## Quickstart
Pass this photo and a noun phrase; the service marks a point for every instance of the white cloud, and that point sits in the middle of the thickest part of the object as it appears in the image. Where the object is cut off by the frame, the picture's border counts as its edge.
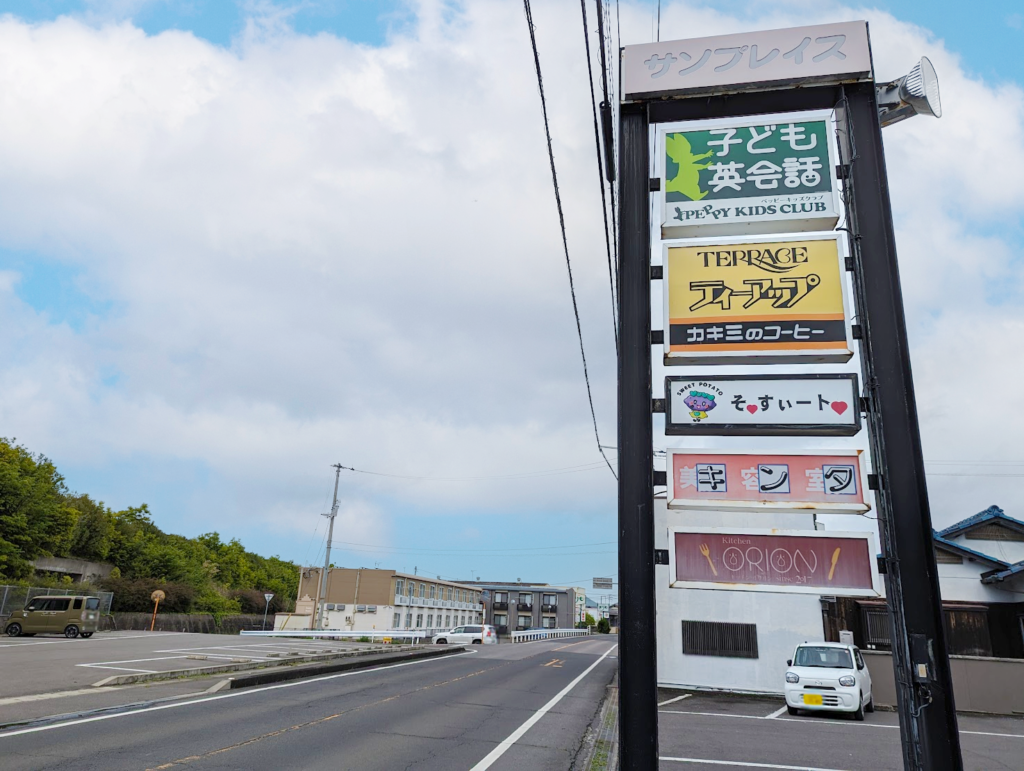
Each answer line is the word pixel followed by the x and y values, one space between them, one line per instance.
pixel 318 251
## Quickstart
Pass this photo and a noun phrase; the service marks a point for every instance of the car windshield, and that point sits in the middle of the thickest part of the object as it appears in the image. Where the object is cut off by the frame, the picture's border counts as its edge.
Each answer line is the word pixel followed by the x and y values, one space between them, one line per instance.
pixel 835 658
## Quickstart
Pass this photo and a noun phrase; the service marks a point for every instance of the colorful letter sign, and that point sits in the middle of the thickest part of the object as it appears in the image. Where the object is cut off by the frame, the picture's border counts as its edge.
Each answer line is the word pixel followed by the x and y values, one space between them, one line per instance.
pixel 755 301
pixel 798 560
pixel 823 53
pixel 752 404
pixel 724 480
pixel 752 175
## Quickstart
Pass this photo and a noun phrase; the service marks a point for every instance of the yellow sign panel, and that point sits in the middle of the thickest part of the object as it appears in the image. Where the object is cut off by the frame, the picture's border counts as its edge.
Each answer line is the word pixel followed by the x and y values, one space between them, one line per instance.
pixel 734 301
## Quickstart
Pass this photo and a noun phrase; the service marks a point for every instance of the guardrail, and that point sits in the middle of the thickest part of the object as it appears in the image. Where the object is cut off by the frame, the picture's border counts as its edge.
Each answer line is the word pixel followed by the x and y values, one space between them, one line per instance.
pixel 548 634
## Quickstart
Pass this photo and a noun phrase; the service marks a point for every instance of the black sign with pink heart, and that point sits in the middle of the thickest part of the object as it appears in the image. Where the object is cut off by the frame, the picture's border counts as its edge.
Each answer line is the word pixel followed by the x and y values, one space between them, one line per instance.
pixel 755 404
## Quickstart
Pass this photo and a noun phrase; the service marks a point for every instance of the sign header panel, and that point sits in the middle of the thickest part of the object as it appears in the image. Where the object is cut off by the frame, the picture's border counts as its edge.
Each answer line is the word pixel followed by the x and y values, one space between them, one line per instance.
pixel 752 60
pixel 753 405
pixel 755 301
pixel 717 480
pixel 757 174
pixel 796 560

§ **Instructions for the task**: Pick out each line in the data above that contains the string "panel", and copy those lines in full. Match case exactly.

§ **Exercise result**:
Pass this photo and a noun phrase; the service marks a point for every instance of the yellow sign panel, and that point sits in the middle of the thickest part of the object as it appears in the image. Where the object is cut off by the frame, the picture's border counts as its edge.
Pass this photo and a noun phrase; the service marks a point for every instance of the sign header panel, and that point sits in the middle of the thickest part of the object as it appears in the image. Where the object is cut off by the frame, the picture's border counts as its edge.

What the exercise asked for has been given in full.